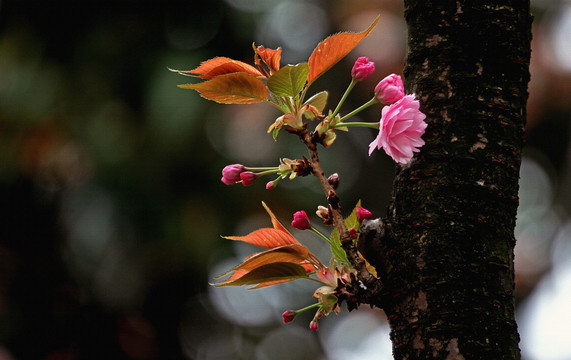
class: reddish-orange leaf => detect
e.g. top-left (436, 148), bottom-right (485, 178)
top-left (224, 228), bottom-right (299, 249)
top-left (181, 57), bottom-right (263, 80)
top-left (252, 44), bottom-right (282, 72)
top-left (307, 15), bottom-right (380, 84)
top-left (179, 72), bottom-right (268, 104)
top-left (216, 262), bottom-right (309, 288)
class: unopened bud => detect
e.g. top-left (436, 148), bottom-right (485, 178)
top-left (356, 206), bottom-right (373, 222)
top-left (240, 171), bottom-right (258, 186)
top-left (327, 173), bottom-right (339, 189)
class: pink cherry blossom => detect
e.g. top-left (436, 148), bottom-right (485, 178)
top-left (221, 164), bottom-right (246, 185)
top-left (369, 94), bottom-right (427, 164)
top-left (375, 74), bottom-right (405, 104)
top-left (291, 210), bottom-right (311, 230)
top-left (351, 56), bottom-right (375, 80)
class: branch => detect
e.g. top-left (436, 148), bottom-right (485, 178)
top-left (297, 128), bottom-right (382, 309)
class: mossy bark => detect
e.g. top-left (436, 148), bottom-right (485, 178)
top-left (364, 0), bottom-right (532, 359)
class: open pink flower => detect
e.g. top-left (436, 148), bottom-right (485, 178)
top-left (369, 94), bottom-right (427, 164)
top-left (351, 56), bottom-right (375, 80)
top-left (375, 74), bottom-right (405, 104)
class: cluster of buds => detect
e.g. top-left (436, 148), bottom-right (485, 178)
top-left (282, 266), bottom-right (356, 330)
top-left (221, 157), bottom-right (311, 190)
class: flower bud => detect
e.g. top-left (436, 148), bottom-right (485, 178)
top-left (357, 206), bottom-right (373, 222)
top-left (315, 205), bottom-right (329, 220)
top-left (221, 164), bottom-right (246, 185)
top-left (240, 171), bottom-right (258, 186)
top-left (349, 228), bottom-right (359, 240)
top-left (375, 74), bottom-right (405, 104)
top-left (291, 210), bottom-right (311, 230)
top-left (309, 319), bottom-right (319, 331)
top-left (282, 310), bottom-right (297, 324)
top-left (351, 56), bottom-right (375, 80)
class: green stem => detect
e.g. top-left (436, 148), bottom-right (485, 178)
top-left (309, 226), bottom-right (331, 245)
top-left (329, 122), bottom-right (379, 130)
top-left (331, 79), bottom-right (358, 119)
top-left (341, 98), bottom-right (377, 122)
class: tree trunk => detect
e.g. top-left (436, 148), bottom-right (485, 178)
top-left (365, 0), bottom-right (532, 359)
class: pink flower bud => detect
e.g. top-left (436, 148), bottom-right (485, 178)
top-left (291, 210), bottom-right (311, 230)
top-left (349, 228), bottom-right (359, 240)
top-left (309, 320), bottom-right (319, 331)
top-left (375, 74), bottom-right (405, 104)
top-left (282, 310), bottom-right (297, 324)
top-left (221, 164), bottom-right (246, 185)
top-left (357, 206), bottom-right (373, 222)
top-left (351, 56), bottom-right (375, 80)
top-left (240, 171), bottom-right (258, 186)
top-left (369, 94), bottom-right (427, 164)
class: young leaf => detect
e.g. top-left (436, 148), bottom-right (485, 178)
top-left (216, 262), bottom-right (309, 289)
top-left (173, 57), bottom-right (263, 80)
top-left (179, 72), bottom-right (268, 104)
top-left (252, 44), bottom-right (282, 72)
top-left (307, 15), bottom-right (380, 84)
top-left (217, 245), bottom-right (315, 282)
top-left (303, 91), bottom-right (329, 119)
top-left (224, 228), bottom-right (299, 249)
top-left (268, 63), bottom-right (309, 97)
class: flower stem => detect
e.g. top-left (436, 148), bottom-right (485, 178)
top-left (331, 79), bottom-right (358, 119)
top-left (329, 121), bottom-right (379, 130)
top-left (341, 98), bottom-right (377, 122)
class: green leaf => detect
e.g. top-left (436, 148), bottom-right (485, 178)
top-left (303, 91), bottom-right (329, 119)
top-left (330, 200), bottom-right (361, 264)
top-left (216, 262), bottom-right (309, 288)
top-left (268, 63), bottom-right (309, 97)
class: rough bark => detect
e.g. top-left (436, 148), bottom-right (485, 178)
top-left (360, 0), bottom-right (532, 359)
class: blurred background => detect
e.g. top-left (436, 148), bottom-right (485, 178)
top-left (0, 0), bottom-right (571, 360)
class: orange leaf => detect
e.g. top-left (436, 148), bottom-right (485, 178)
top-left (252, 44), bottom-right (282, 72)
top-left (307, 15), bottom-right (380, 84)
top-left (179, 72), bottom-right (268, 104)
top-left (180, 57), bottom-right (263, 80)
top-left (224, 228), bottom-right (299, 249)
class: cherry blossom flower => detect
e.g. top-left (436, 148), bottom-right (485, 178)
top-left (369, 94), bottom-right (427, 164)
top-left (221, 164), bottom-right (246, 185)
top-left (375, 74), bottom-right (405, 104)
top-left (282, 310), bottom-right (297, 324)
top-left (351, 56), bottom-right (375, 80)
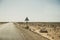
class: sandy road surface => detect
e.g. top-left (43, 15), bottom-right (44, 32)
top-left (0, 23), bottom-right (48, 40)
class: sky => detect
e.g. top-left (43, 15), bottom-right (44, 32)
top-left (0, 0), bottom-right (60, 22)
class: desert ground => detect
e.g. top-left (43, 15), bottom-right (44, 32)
top-left (0, 22), bottom-right (60, 40)
top-left (0, 22), bottom-right (50, 40)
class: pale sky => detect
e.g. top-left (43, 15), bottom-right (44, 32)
top-left (0, 0), bottom-right (60, 22)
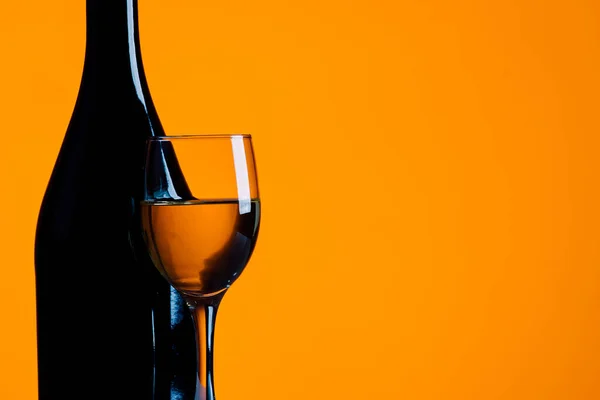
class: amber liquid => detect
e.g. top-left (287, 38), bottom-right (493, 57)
top-left (142, 199), bottom-right (260, 298)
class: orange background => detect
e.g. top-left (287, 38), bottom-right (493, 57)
top-left (0, 0), bottom-right (600, 400)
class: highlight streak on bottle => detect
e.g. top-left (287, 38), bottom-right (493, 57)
top-left (231, 135), bottom-right (251, 215)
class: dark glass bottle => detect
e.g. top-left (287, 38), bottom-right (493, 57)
top-left (35, 0), bottom-right (196, 400)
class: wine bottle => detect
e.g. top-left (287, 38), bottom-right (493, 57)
top-left (35, 0), bottom-right (197, 400)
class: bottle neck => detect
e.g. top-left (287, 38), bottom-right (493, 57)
top-left (84, 0), bottom-right (145, 89)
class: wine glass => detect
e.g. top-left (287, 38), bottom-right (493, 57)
top-left (141, 134), bottom-right (260, 400)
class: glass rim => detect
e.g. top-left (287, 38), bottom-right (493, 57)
top-left (147, 133), bottom-right (252, 142)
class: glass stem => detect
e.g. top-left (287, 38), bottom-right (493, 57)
top-left (188, 295), bottom-right (223, 400)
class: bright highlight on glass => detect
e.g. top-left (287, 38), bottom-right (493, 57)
top-left (142, 135), bottom-right (261, 400)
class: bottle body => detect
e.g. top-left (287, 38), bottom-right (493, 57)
top-left (35, 0), bottom-right (195, 400)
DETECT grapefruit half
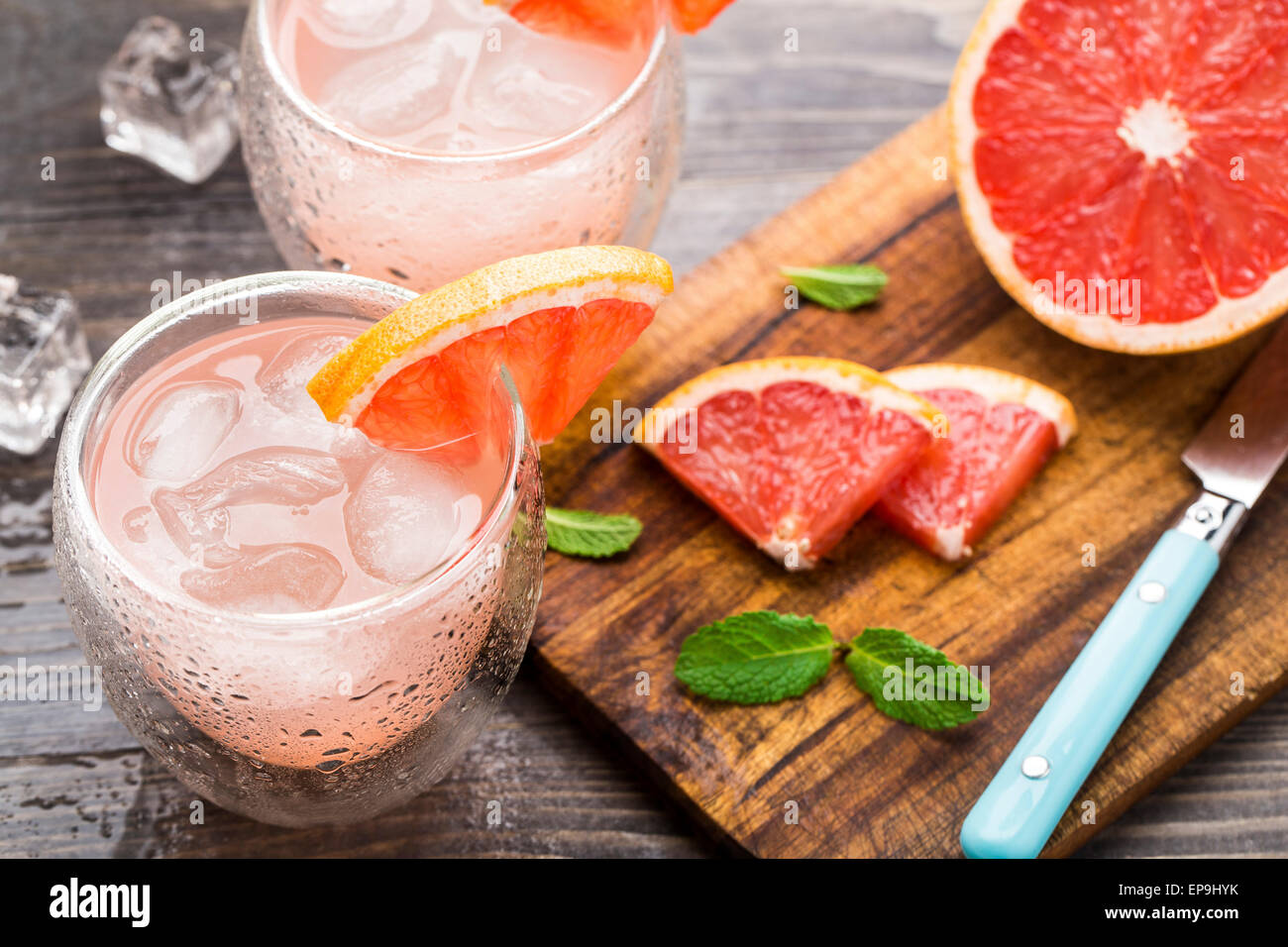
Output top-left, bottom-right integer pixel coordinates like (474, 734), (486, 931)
(876, 364), (1078, 562)
(308, 246), (673, 450)
(949, 0), (1288, 353)
(635, 357), (936, 570)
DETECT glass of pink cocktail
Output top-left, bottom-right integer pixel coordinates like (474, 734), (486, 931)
(241, 0), (683, 290)
(54, 273), (545, 824)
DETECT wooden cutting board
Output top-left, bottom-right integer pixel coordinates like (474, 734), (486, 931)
(533, 111), (1288, 856)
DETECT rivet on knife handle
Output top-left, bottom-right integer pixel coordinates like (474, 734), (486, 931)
(961, 507), (1226, 858)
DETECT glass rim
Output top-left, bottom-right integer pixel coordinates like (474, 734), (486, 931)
(55, 270), (527, 634)
(251, 0), (670, 164)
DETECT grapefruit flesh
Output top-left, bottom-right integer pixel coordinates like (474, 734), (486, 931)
(509, 0), (733, 47)
(949, 0), (1288, 353)
(876, 365), (1077, 562)
(638, 359), (934, 569)
(308, 246), (673, 450)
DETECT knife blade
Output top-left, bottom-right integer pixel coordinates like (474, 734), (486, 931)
(961, 320), (1288, 858)
(1181, 321), (1288, 509)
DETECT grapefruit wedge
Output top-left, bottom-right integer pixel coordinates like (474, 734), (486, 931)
(501, 0), (733, 47)
(949, 0), (1288, 353)
(636, 357), (936, 569)
(876, 364), (1077, 562)
(308, 246), (673, 450)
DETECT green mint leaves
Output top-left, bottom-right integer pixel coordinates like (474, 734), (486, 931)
(845, 627), (989, 730)
(675, 612), (989, 730)
(546, 506), (644, 559)
(675, 612), (837, 703)
(778, 263), (890, 309)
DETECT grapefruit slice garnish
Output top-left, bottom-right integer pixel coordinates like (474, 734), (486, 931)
(949, 0), (1288, 353)
(308, 246), (673, 450)
(499, 0), (733, 47)
(635, 357), (936, 569)
(876, 364), (1077, 561)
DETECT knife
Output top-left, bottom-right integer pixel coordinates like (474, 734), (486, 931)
(961, 320), (1288, 858)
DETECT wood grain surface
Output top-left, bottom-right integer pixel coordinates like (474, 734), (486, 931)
(0, 0), (1288, 857)
(533, 110), (1288, 857)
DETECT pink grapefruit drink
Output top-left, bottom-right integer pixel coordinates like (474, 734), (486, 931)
(55, 273), (544, 824)
(241, 0), (683, 291)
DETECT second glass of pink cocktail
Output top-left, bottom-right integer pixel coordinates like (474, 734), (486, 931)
(54, 273), (545, 824)
(241, 0), (683, 290)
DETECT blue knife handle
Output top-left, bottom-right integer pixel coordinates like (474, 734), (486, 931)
(961, 530), (1220, 858)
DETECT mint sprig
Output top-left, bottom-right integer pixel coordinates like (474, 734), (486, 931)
(778, 263), (890, 309)
(675, 612), (837, 703)
(845, 627), (989, 730)
(546, 506), (644, 559)
(675, 612), (989, 730)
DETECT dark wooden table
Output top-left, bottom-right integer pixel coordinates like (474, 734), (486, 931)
(0, 0), (1288, 857)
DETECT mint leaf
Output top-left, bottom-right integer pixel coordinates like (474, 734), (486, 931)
(546, 506), (644, 559)
(845, 627), (989, 730)
(778, 263), (890, 309)
(675, 612), (837, 703)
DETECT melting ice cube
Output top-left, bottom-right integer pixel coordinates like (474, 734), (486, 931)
(179, 543), (344, 613)
(344, 454), (482, 583)
(255, 330), (353, 417)
(471, 62), (595, 137)
(125, 381), (241, 480)
(98, 17), (237, 184)
(152, 447), (344, 566)
(304, 0), (435, 49)
(0, 274), (89, 454)
(317, 36), (465, 138)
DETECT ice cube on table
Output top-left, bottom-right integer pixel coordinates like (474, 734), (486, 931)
(255, 329), (353, 419)
(344, 454), (482, 585)
(98, 17), (239, 184)
(303, 0), (435, 49)
(125, 381), (241, 480)
(179, 543), (344, 613)
(0, 274), (90, 454)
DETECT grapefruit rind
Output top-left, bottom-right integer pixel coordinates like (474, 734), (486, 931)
(308, 246), (674, 425)
(877, 362), (1078, 562)
(948, 0), (1288, 355)
(884, 362), (1078, 447)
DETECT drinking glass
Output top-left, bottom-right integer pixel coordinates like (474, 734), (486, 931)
(240, 0), (684, 291)
(54, 271), (545, 826)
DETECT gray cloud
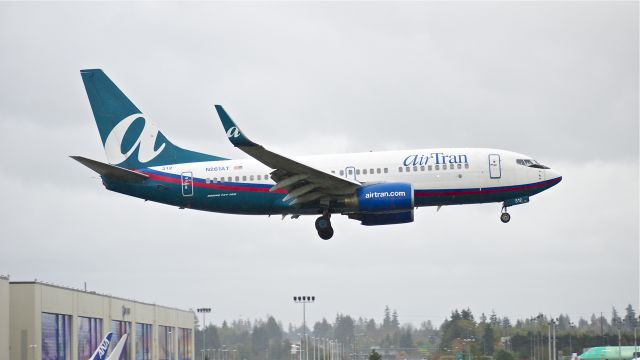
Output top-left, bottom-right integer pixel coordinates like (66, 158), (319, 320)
(0, 2), (639, 322)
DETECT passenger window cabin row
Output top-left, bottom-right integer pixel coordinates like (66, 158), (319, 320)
(205, 164), (469, 184)
(398, 164), (469, 172)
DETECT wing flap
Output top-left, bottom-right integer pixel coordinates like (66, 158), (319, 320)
(215, 105), (361, 204)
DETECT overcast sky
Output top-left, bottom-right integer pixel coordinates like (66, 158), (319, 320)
(0, 2), (639, 324)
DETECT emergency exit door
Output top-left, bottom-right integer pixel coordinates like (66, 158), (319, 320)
(180, 171), (193, 196)
(489, 154), (502, 179)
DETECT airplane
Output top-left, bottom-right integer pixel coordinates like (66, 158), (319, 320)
(89, 332), (129, 360)
(71, 69), (562, 240)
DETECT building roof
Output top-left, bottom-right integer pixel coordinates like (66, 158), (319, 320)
(10, 275), (195, 316)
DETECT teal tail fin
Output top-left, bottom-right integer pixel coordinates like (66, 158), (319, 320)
(80, 69), (226, 169)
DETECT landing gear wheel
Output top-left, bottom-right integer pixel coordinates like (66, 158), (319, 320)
(316, 215), (333, 240)
(318, 227), (333, 240)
---+---
▶ [Exercise]: Repeat, word for word, the lines of the entries above, starting at the line that contains "class: unopened bud => detect" and ending at the line that contains "top-left (327, 173), bottom-right (339, 189)".

▶ [Task solution]:
class: unopened bud => detect
e.g. top-left (436, 148), bottom-right (485, 178)
top-left (356, 206), bottom-right (373, 222)
top-left (240, 171), bottom-right (258, 186)
top-left (327, 173), bottom-right (339, 189)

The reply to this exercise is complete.